The task:
Print the entire interview excerpt below about supporting employees who are raising children or providing nursing care, keeping every word and line unchanged.

Awata: I have often found myself feeling apologetic for inconveniencing others, even when it's not necessary. For example, when I have to pause work to tend to my child's sudden illness, this feeling of guilt lingers. However, my supervisor once reassured me with straightforward words: "You don't have to think that way!" Those simple yet kind words have brought me immense relief.

— Speaking from the standpoint of someone holding a managerial position, how do you connect with your team members who are dealing with child-rearing or nursing care?

Watanabe: I prioritize the individual's own preferences above all else. I believe in asking team members about the type of work they wish to undertake and their desired workload. By engaging in such conversations, I can better understand their aspirations and support them in achieving their goals. This approach benefits everyone involved. If management assigns tasks based on assumptions or if employees are hesitant to express their preferences, they may end up in roles or working styles that do not align with their desires. When consideration and open communication are lacking, progress becomes hindered. It's akin to putting the cart before the horse, leading to inefficiency and dissatisfaction.

Ebihara: In that regard, I believe it's crucial for team members to reflect on what they genuinely want to pursue. Each person's aspirations may evolve over time or in response to changing circumstances. For instance, someone might prioritize achieving a work-life balance to dedicate ample time to childcare, while another may seek new challenges when presented with additional time. Creating an environment where open and honest discussions about our intentions are encouraged fosters a supportive workplace culture.

Input data:
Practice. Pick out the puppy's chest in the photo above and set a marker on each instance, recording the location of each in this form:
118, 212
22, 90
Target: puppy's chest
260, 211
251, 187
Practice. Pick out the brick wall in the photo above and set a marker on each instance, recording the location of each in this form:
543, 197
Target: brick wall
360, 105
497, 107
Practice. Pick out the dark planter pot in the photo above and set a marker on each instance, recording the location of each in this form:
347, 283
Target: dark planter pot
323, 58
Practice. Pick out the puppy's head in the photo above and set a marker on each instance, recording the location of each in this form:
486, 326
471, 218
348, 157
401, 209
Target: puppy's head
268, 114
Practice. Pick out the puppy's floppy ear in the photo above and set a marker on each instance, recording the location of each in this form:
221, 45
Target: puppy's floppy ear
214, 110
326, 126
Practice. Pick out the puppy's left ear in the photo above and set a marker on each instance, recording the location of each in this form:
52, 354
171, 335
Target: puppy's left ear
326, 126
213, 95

Written solution:
Awata: I have often found myself feeling apologetic for inconveniencing others, even when it's not necessary. For example, when I have to pause work to tend to my child's sudden illness, this feeling of guilt lingers. However, my supervisor once reassured me with straightforward words: "You don't have to think that way!" Those simple yet kind words have brought me immense relief.

— Speaking from the standpoint of someone holding a managerial position, how do you connect with your team members who are dealing with child-rearing or nursing care?

Watanabe: I prioritize the individual's own preferences above all else. I believe in asking team members about the type of work they wish to undertake and their desired workload. By engaging in such conversations, I can better understand their aspirations and support them in achieving their goals. This approach benefits everyone involved. If management assigns tasks based on assumptions or if employees are hesitant to express their preferences, they may end up in roles or working styles that do not align with their desires. When consideration and open communication are lacking, progress becomes hindered. It's akin to putting the cart before the horse, leading to inefficiency and dissatisfaction.

Ebihara: In that regard, I believe it's crucial for team members to reflect on what they genuinely want to pursue. Each person's aspirations may evolve over time or in response to changing circumstances. For instance, someone might prioritize achieving a work-life balance to dedicate ample time to childcare, while another may seek new challenges when presented with additional time. Creating an environment where open and honest discussions about our intentions are encouraged fosters a supportive workplace culture.